• **SUPPLIED RECORDS**
★ ★ ★
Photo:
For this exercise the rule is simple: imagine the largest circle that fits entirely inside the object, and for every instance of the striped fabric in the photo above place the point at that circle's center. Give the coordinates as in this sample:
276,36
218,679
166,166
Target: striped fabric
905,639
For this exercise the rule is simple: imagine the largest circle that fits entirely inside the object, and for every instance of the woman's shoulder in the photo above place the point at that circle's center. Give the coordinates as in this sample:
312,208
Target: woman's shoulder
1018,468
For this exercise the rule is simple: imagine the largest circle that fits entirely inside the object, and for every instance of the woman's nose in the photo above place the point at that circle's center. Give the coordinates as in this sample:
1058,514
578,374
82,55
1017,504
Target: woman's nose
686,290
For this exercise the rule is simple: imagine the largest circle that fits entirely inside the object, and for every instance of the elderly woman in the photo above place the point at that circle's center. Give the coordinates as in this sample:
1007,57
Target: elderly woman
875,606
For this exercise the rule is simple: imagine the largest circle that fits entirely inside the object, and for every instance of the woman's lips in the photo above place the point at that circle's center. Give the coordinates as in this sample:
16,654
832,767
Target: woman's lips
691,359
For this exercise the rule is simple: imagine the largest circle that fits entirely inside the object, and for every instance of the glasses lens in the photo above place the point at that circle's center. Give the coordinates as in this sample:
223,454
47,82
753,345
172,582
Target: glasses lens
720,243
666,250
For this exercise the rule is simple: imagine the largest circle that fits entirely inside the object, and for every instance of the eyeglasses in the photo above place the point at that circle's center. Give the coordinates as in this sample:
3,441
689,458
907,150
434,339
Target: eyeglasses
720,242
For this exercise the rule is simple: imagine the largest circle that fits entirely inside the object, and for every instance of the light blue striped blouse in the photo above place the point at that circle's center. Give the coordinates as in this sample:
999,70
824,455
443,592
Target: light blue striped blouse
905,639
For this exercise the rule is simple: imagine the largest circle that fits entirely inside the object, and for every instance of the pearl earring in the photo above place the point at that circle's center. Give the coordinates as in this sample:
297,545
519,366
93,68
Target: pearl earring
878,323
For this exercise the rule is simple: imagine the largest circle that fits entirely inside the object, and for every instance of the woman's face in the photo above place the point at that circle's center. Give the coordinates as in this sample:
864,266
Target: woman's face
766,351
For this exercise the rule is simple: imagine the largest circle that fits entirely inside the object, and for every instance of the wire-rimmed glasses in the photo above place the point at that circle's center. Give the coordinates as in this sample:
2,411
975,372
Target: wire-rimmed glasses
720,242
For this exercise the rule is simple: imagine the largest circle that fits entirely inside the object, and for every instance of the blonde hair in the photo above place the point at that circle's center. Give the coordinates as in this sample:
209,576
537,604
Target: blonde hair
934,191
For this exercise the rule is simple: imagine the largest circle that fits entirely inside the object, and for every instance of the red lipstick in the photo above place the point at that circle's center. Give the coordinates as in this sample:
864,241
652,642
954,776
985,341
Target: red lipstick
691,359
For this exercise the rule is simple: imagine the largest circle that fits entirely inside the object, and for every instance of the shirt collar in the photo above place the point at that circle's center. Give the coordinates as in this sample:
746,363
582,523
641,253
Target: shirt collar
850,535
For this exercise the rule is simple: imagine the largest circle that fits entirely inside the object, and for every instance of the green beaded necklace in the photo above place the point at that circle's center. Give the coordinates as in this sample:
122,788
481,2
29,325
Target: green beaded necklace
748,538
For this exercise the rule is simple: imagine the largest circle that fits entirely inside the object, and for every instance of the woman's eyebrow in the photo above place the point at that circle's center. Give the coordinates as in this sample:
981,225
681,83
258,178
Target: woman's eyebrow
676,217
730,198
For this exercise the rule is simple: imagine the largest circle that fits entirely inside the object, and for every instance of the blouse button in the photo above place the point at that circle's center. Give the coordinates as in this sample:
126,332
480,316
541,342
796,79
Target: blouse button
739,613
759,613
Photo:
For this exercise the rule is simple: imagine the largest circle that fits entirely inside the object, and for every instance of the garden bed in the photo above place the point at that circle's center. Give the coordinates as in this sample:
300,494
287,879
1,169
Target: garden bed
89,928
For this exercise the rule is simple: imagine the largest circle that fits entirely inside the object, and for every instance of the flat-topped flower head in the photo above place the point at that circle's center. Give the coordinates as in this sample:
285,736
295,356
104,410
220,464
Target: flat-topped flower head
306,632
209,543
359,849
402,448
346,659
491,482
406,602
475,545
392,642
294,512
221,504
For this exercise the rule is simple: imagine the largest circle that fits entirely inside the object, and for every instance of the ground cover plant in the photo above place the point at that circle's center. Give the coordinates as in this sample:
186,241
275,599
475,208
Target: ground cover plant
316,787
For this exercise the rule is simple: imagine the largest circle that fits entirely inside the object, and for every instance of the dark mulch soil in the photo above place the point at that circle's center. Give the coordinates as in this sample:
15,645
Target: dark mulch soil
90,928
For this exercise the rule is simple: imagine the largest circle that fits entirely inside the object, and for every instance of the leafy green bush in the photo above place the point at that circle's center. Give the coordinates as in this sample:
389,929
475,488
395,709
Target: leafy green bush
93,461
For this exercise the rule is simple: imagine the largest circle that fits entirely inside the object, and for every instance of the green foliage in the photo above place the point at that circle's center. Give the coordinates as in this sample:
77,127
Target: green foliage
★ ★ ★
• **DIRECTIVE**
In all the records above, change every "Target" to "Object" and write them out again, leaving everything else unchanged.

• **COMPLETED TASK**
Photo:
For this exercise the rule is simple: imagine the largest circle that fits entirely inside the object, and for every instance of the striped fabric in the photo above place the point at that circle's center. Give the coordinates as in this sample:
276,36
218,679
166,166
Object: striped fabric
905,639
For this exercise the rule is simple: imagine the largest circle that fits entirely inside the object, and for every instance of the woman's shoulder in the photo above place the point at that circle's center. Give the coordinates as in this sample:
312,208
Object: woman's shoulder
1018,468
For this exercise the rule is simple: imagine the largest circle that fits entirely inside the object, and for every instance of the woman's nose in the photo above place the point at that circle's center. Give the coordinates as in this sample:
1058,514
578,374
82,55
1017,504
Object: woman's nose
686,290
For this exercise the rule is simple: imagine the largest circle that fits entirely inside the object, and for every instance of the elderly woman in the photo above place the point at that circle's center. Give the coordinates as in this sample:
1007,57
Object: elderly woman
875,606
For this exercise the rule is simple: imagine the largest circle that fits entirely inside the object, and for every instance of the woman's lips in the photo above place the point at that circle's center. Give the coordinates as in this sample:
16,654
832,767
Object: woman's lips
691,359
For this exercise the rule is simple: imagine the largest circle that fits entirely inside the object, and for every instance of the glasses lens in the photo above place the point at that circle's center. Give the coordinates as in this sample:
223,454
47,82
753,345
172,582
Object: glasses lens
720,243
666,250
For this exercise the rule is simple: imagine the largest circle that fits entirely inside the object, and for every instance of the eyeglasses in the photo above place the point at that circle's center. Give the coordinates as in this sample:
3,441
689,458
907,150
434,339
Object: eyeglasses
720,242
For this exercise the rule is simple: imagine the largest circle that fits entirely inside the object, and for every instance of the light blue striped blouse in the photo above place the point at that circle's center. Give the coordinates as in this sample:
999,70
824,455
443,592
Object: light blue striped blouse
905,639
For this exercise the rule is simple: imagine the largest circle that fits entirely inside the object, and for every instance of the pearl earring in the photo above place the point at that circle's center. Give the coordinates as in this sample:
297,545
519,366
93,68
Object: pearl earring
878,323
For this exercise the rule is simple: imagine the largest circle that fits entirely inside the object, and for every instance of the woman's face in the photo above place the point at that circle's center. Give the coordinates as in this sample:
864,266
Object: woman's face
766,351
For this exercise the rule is simple: imagine the largest circle that fits entirely inside the object, and for every instance of the wire-rimmed glasses in the photo above place the point at that circle's center. Give the coordinates as in this sample:
2,411
975,372
Object: wire-rimmed glasses
720,242
For this exercise the rule is simple: imagine the largest circle that fits entirely inside the object, and for every instance of the blonde hair in the photo above place the point at that circle's center. Give the coordinates as in this sample:
209,576
537,604
Object: blonde hair
934,191
For this exercise the rule is simple: imagine the largest circle that fits entirely inside the object, and for every instance of the red lipstick in the photo above place the point at that circle's center. Give the coordinates as in this sample:
864,241
652,642
954,776
985,341
Object: red lipstick
691,359
For this exercise the rule is simple: imagine the largest circle that fits entirely inside the object, and for every instance of the shirt collar in the photo above place the point at that circle's center. Give the coordinates as in this sample:
746,363
582,523
641,253
Object: shirt collar
850,535
For this exercise the rule is simple: imagine the largest circle that fits entirely inside the object, and for every instance of the green beaded necklace in the photo above place the point at that circle's center. Give the coordinates as in this sample:
122,788
481,2
29,325
Object: green beaded necklace
748,538
For this exercise the rule is simple: imagine the largest circle that fits entirely inside the object, and for every instance of the woman's eyebrow in the photo above place the point at that circle's center. Give the coordinates as in this sample:
981,225
681,83
258,178
Object: woman's eyebrow
676,217
730,198
For this exercise the rule is simple: imagine the largest circle that fits entirely inside the object, and for every instance of the blouse button in the photo above place the point at that circle's center. Give the coordinates as in this sample:
126,332
480,316
541,342
796,79
Object: blouse button
739,613
759,613
Photo:
For this exercise the rule is simple: imagine the largest circle that fits entirely inside the object, and for every instance of the garden bed in the photo above place the point at that circle's center. Give the coordinates as in this sample:
300,494
287,879
1,169
Object: garden bed
89,928
For this exercise the rule is simple: imagine the largest circle that fits entirely inside the object, and for every instance of the flat-topped flower head in the photo above place the point at that circle's center. Give the coordinates as in this sample:
285,736
295,356
104,410
220,464
Object: flat-topped flower head
306,632
209,543
359,849
402,448
346,659
491,482
406,602
475,545
392,642
294,512
221,504
For this exercise the rule is simple: imagine the largest circle that fits entirely inside the object, and for every instance of the ground cover plant in the photo above place the point at that circle's center. Give the coordinates as in this sample:
186,241
275,599
475,208
Object: ground cover plant
316,787
For this exercise the rule is simple: imagine the largest circle that fits entirely inside the object, and for every instance of the dark mulch soil in the photo above place the point at that circle's center. Give the coordinates as in this sample:
15,645
Object: dark mulch soil
90,928
For this exercise the rule is simple: imagine the largest circle that fits entirely inside the object, and for every instance of the leafy green bush in the photo above place the point at that circle's center. Give the coordinates as in this sample:
389,929
475,488
395,709
Object: leafy green bush
93,461
For this exercise the rule is simple: imagine the largest circle that fits entirely inside the object, and for every instance of the green foliage in the photo above place the point at that circle's center. Give the coordinates as in this sample:
77,127
Object: green foliage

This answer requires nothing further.